[[ SOURCE EXTRACT, beginning ]]

Pamela Smith started buying her groceries online when the pandemic started, and she isn’t looking back.
“(It) replaced grocery store visits,” said the Vancouver-based communications professional and parent. “I will still go to our local butcher to pick up meat, but as far as staples and produce, anything like that I just order (online now).”
She’s not alone. About 30 per cent of Canadians have bought groceries online in the past six months, and online food sales — everything from restaurant food to pre-prepped meals — have surged since the pandemic started, according to a new study by researchers at Dalhousie University. It’s a seismic shift the research team expects will stay, even as it transforms how Canadians relate to their food, and each other.
“Due to COVID-19, e-commerce is clearly becoming an option for a growing number of shoppers,” said Sylvain Charlebois, director of Dalhousie’s Agri-Food Analytics Lab and a lead researcher on the project. “Based on the data we have now, and given the investments made by industry, we believe Canadians will continue to appreciate the convenience of online food shopping beyond the pandemic.”

[[ SOURCE EXTRACT, end ]]

◆ **TASK 1**:
In the article on online grocery shopping, about what share of Canadians have bought groceries online in the past six months?
◆ **TASK 2**:
Resume the article on online grocery shopping, picking up right after its last sentence.
You won't need the listing for any of this.

[[ ENTRIES PROVIDED, beginning ]]

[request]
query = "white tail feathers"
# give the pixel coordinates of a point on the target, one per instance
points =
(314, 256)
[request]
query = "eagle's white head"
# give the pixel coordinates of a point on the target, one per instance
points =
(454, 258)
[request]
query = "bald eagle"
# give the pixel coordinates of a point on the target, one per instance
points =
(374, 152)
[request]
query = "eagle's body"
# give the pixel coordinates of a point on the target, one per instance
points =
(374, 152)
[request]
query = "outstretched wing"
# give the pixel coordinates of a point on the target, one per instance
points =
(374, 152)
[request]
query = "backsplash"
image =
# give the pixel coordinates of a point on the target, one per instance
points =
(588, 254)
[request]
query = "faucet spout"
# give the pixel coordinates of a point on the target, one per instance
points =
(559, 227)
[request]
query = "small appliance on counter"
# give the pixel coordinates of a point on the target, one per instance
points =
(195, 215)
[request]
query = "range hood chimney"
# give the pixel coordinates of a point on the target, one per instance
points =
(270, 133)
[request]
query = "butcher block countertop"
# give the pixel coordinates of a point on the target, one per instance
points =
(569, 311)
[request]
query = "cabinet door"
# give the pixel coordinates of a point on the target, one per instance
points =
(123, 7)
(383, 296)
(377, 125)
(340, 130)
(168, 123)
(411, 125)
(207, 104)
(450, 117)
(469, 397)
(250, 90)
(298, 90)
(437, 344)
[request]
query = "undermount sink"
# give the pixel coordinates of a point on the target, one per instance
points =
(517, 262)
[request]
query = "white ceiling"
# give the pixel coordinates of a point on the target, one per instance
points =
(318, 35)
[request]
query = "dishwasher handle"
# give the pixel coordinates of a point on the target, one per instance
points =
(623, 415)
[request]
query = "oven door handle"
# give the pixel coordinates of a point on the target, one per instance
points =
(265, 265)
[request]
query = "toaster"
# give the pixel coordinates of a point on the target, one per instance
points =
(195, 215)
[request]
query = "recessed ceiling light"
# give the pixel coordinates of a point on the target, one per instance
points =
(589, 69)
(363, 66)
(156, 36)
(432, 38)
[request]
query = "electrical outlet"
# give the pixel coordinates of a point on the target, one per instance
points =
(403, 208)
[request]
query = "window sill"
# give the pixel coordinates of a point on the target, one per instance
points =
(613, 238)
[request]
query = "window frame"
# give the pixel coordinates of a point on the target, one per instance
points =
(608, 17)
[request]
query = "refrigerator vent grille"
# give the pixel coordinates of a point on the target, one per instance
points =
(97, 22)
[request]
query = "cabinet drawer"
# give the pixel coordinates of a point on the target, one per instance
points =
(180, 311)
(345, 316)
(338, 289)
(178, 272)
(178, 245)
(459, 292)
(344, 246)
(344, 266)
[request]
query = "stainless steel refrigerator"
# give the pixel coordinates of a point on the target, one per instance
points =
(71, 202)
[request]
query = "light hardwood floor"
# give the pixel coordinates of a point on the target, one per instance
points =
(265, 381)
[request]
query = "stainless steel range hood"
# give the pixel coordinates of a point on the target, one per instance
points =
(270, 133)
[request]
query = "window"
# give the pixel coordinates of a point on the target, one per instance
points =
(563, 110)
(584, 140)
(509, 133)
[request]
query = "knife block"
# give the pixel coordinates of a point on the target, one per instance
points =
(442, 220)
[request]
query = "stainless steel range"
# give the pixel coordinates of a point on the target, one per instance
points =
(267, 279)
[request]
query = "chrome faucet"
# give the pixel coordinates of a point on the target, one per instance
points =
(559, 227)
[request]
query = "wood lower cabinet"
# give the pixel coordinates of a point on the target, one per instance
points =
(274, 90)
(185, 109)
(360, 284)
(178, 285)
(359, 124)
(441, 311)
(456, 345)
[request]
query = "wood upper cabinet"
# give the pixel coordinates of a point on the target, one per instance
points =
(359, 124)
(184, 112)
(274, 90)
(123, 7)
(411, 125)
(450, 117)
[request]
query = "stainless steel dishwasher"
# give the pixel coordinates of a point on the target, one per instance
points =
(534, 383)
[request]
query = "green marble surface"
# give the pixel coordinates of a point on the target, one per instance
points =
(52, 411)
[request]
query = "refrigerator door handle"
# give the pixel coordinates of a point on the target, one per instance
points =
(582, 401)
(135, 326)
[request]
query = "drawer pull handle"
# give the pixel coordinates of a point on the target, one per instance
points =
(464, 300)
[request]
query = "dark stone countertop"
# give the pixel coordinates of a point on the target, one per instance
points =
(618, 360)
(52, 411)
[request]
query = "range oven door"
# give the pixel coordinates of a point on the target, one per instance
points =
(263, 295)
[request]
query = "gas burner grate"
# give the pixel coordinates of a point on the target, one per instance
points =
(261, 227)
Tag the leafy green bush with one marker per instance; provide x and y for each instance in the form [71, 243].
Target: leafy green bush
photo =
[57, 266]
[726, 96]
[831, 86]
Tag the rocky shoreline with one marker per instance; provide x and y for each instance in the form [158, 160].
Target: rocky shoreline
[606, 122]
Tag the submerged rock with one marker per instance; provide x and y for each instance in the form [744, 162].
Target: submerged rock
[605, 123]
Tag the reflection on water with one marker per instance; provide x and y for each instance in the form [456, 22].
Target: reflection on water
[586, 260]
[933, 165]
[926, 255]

[[ ENTRIES PROVIDED, end ]]

◆ **EXERCISE OUTPUT 1**:
About 30 per cent.

◆ **EXERCISE OUTPUT 2**:
The growth of online food shopping has been as dramatic as the virus’s surge. According to the study, over the past six months, the number of Canadians ordering food online has shot up by close to 15 per cent. That’s about 4.2 million people, or roughly twice the population of B.C.’s Lower Mainland.
More than half of them also anticipate they will continue to buy food online at least once a week after the pandemic has passed. It’s a shift that has been felt particularly strongly in B.C., where the team estimates about 65 per cent of consumers uses an online food purchasing service weekly.
And despite the initial surge of COVID-driven interest, the study found that by now, almost twice as many people buy food online because of convenience, not concerns about the virus. It’s a shift Smith experienced first-hand.
“For about six weeks, the only place I went was to the grocery store, for an hour … and I would do my grocery shopping on a Sunday morning,” she said. “And then I discovered Instacart.”
The app lets customers place an order with local grocery stores and have someone else pick it up. For Smith, it was a more convenient way to buy groceries than blitzing through her local supermarket on Sunday mornings.
It’s a market shift grocery stores are racing to capitalize on, often at the expense of farmers and processors further down the supply chain.
For instance, earlier this autumn, Walmart Canada started requiring its suppliers to pay an additional fee that is intended to pay for the retail giant’s $3.5-billion expansion into e-commerce. They’re not alone, Michael Graydon, CEO of Food, Health, and Consumer Products of Canada, explained to Canada's National Observer in September: Canada’s five major grocery chains are also offloading some costs of e-commerce expansions onto their suppliers, he said.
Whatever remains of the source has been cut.